Word for word, retype every entry in the listing.

"""

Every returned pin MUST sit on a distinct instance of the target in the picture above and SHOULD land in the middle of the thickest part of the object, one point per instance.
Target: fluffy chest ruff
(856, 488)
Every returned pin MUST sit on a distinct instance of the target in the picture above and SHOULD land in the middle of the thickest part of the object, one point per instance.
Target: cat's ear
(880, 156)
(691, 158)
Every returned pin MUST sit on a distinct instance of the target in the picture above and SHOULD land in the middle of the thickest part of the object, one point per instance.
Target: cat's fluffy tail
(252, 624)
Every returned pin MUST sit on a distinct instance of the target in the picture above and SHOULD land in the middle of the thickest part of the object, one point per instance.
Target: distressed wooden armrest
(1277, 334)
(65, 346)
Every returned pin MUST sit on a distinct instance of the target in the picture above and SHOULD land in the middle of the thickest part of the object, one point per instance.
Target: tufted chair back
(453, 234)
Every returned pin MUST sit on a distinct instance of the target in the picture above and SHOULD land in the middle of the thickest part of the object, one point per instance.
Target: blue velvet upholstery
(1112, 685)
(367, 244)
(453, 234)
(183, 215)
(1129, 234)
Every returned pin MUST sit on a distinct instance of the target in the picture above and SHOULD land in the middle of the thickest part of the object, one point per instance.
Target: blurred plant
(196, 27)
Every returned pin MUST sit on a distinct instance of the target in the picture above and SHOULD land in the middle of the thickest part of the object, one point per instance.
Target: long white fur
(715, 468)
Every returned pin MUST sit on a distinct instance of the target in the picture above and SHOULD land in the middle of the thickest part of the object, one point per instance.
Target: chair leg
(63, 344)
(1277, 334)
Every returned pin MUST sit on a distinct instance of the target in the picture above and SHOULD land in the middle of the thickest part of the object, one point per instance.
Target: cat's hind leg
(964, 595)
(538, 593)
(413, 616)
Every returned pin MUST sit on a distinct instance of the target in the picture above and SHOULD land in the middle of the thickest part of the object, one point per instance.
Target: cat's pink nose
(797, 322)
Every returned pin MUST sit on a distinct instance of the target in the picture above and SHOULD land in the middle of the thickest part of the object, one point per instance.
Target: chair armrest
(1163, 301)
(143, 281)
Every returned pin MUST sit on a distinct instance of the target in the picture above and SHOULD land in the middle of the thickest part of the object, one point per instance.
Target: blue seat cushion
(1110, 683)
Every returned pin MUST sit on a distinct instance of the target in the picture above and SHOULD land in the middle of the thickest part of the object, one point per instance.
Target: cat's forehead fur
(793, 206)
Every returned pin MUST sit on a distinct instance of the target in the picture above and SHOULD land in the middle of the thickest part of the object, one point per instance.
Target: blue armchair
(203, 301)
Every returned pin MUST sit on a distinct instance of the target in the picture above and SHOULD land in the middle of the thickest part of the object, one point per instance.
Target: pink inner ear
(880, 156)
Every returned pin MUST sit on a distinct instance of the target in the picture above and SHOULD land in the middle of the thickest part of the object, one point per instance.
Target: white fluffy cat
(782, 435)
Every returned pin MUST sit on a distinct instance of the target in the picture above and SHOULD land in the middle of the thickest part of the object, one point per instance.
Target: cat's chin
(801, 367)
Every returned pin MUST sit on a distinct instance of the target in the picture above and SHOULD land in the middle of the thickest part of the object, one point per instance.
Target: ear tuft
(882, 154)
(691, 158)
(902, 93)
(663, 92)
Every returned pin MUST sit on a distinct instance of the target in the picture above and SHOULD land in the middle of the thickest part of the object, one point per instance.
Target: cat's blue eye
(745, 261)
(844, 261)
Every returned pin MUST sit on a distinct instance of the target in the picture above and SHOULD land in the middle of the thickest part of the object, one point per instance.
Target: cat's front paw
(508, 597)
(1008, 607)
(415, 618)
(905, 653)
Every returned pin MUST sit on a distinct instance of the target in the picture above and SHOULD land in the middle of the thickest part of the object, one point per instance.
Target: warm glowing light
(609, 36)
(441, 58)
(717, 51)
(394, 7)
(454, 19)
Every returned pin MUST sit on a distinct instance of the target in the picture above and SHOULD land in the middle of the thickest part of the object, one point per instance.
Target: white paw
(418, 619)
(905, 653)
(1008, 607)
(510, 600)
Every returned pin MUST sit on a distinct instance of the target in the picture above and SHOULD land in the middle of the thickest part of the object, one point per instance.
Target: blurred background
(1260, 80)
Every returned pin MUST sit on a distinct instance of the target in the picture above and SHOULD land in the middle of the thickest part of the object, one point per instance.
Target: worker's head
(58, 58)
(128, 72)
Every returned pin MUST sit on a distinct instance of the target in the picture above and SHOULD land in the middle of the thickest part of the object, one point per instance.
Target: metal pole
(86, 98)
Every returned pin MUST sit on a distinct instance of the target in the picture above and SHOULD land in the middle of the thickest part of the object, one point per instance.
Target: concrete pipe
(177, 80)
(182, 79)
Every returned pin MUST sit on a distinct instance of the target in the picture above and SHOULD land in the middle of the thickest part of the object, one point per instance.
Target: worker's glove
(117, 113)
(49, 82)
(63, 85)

"""

Exercise output:
Every returned pin MUST sit on a distinct instance of the target in the picture above and SHOULD land in the middle of the thickest part of the object, one point per instance.
Target: fluffy chest ruff
(856, 488)
Every returned pin MUST sit on a distinct instance of the target in the picture above and SHOULD land in the middle of the thickest part of the object, one point per instance.
Target: cat's ear
(880, 156)
(691, 158)
Every returned pin MUST sit on a distinct instance of the target in the picture above and SHOULD land in the middle of the thickest part of the object, one point per instance.
Target: cat's fluffy tail
(252, 624)
Every returned pin MUST sit on a distinct instance of the target in the picture above and SHOULD land in the middle of the thickest part of the object, one point per instance.
Target: distressed wooden armrest
(1277, 334)
(65, 346)
Every returned pin MUST sit on a distinct instance of the target in the picture above and SHOULD land in the middle of the thickest part of the object, one point per instance.
Target: tufted chair back
(453, 234)
Every returned pin MUST sit on a distinct instance of the target in the picture above and SHOULD land in the middle of the thickest part of the object, one point per instance.
Target: blue velvet upholstery
(1112, 685)
(367, 244)
(453, 234)
(183, 215)
(1129, 234)
Every returned pin MUST sit on a distinct instance of the target in the picture above and SHOULD land in the middle of the thickest part of the object, one point per instance.
Target: blurred plant
(196, 27)
Every returned pin MUST sit on a distinct instance of the target in the picture above and SHOULD land in the middle of the thickest part of the object, one point per instance.
Target: long white fur
(715, 468)
Every returned pin MUST sit on a distinct instance of the target in the picture above and SHOULD land in the middle of the thickest part of the object, one point per instance.
Target: chair leg
(63, 344)
(1277, 334)
Every returned pin MUST sit on a distinct instance of the target in the picture above and SHOULD land in the middle of the thickest part of the object, one point per instance.
Target: cat's hind leg
(964, 595)
(538, 593)
(413, 616)
Every returned pin MUST sit on a distinct instance of the target in the picture above and SHOULD land in the middle of the thickest part of the object, one point per instance.
Target: cat's pink nose
(797, 322)
Every returned pin MUST sit on a distinct instance of the target in the picture above and SHOULD land in the middle of the thickest part of the object, one point per instance.
Target: chair armrest
(1163, 301)
(143, 281)
Every returned pin MUST sit on a distinct instance of the target in the picture above and SHOULD land in the middle of the thickest part of the object, one point per instance.
Target: blue seat cushion
(1110, 683)
Every returned pin MUST sit on a distinct instance of the target in the picture above and SHOULD land in the middle of the thickest part of the object, one point per instance.
Target: cat's forehead fur
(793, 206)
Every returned pin MUST sit on a distinct instance of the target in the picture above and SHOULD land in the middle of the thickest part of the object, one point per instance.
Target: blue armchair
(203, 301)
Every returned pin MUST sit on a distinct instance of the target in the picture above and SHOULD land in the middle of the thickest part of the object, one point per instance.
Target: pink inner ear
(880, 156)
Every returned pin MUST sit on a distinct instance of the target in the picture above and SHOULD land in the middle of the thickest part of the object, one point per instance.
Target: white fluffy cat
(782, 435)
Every returned pin MUST sit on a distinct instance of the target in the picture above and SHOULD land in the middle of the thickest part of the object, one point per instance.
Target: cat's chin
(801, 367)
Every returned pin MUST sit on a distinct instance of the target in the picture above and SHOULD land in the middle of the thickest part of the object, one point per instance.
Target: ear tuft
(882, 154)
(691, 158)
(902, 93)
(663, 92)
Every returned pin MUST sit on a distinct instance of the target in the picture above and SHOULD land in the middle of the thickest part of the object, one point per instance.
Target: cat's blue eye
(745, 261)
(844, 261)
Every returned pin MUST sit on a distinct instance of the target in the picture above and SHOULD land in the middle of the thickest part of the object, one point per instance.
Target: cat's front paw
(508, 597)
(1008, 607)
(415, 618)
(905, 653)
Every returned pin MUST sit on a distinct instance of the target in the picture above and SHOULD land in the middle of the thickest part of the object, one point per instance.
Target: warm glowing light
(609, 36)
(441, 58)
(717, 51)
(394, 7)
(454, 19)
Every returned pin MUST sit on a distinct instance of the target in the picture above and SHOULD land in the middle of the thickest part of the object, one point per instance.
Target: white paw
(418, 619)
(905, 653)
(1008, 607)
(510, 600)
Every returned pin MUST sit on a distinct instance of the target in the picture above and SHOULD land in the middle of the thickest part of the object, one point per instance.
Target: blurred background
(1260, 80)
Every returned pin MUST sit on a distinct instance of the target in the picture above and SHOULD land in the middle of the thickest part of the object, one point per instance.
Target: worker's head
(58, 58)
(128, 72)
Every returned pin MUST sit on a distinct instance of the target in the picture above and SHOULD land in the middle of the thickest part of the object, one point per instance.
Target: metal pole
(86, 98)
Every returned pin MUST sit on a distinct instance of the target in the picture above and SHOULD land in the middle of the thickest part of the object, one point per instance.
Target: concrete pipe
(177, 80)
(182, 79)
Every returned pin MUST sit on a distinct instance of the target in the picture above and SHOULD land in the middle of the thickest part of the object, one point per instance.
Target: worker's glove
(117, 113)
(49, 82)
(63, 85)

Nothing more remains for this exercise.